> _DESCRIPTION OF THE TASK_: Copy out every line of the listing below that contains the word "clicks".

> _MATERIAL FOR THE TASK_:
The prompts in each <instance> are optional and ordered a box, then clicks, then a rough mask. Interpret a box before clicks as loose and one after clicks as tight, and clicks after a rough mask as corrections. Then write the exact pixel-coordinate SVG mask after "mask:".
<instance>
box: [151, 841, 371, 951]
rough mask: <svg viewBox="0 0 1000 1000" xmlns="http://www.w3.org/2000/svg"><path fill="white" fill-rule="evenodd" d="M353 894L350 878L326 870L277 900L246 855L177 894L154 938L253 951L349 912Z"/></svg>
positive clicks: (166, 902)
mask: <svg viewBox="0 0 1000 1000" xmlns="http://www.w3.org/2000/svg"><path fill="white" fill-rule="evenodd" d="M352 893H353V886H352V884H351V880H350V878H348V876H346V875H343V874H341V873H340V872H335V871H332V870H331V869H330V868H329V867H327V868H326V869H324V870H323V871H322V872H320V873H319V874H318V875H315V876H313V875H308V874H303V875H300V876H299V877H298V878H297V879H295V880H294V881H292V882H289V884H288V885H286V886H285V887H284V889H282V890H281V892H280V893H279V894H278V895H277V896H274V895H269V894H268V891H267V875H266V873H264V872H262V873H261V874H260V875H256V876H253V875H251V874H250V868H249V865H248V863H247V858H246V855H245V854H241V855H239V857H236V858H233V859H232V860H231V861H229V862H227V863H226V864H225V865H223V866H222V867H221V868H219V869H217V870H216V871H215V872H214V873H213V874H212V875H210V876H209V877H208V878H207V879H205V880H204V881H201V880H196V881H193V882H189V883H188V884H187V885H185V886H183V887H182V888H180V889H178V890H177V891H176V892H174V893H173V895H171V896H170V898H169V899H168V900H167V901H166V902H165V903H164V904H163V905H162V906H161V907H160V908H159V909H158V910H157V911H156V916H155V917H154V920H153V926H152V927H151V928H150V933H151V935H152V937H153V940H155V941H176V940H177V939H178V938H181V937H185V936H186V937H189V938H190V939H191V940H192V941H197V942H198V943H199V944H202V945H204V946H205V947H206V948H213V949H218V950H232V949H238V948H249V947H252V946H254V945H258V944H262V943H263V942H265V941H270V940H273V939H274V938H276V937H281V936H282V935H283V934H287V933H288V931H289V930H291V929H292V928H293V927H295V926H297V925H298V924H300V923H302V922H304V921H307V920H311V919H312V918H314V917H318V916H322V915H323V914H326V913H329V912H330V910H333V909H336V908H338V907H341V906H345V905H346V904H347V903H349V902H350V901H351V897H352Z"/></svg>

> _RESPONSE TO THIS EXERCISE_:
The prompts in each <instance> are optional and ordered a box, then clicks, then a rough mask. Interpret a box before clicks as loose and one after clicks as tight, and clicks after a rough mask as corrections. Then write the exact pixel-coordinate SVG mask after "mask:".
positive clicks: (166, 902)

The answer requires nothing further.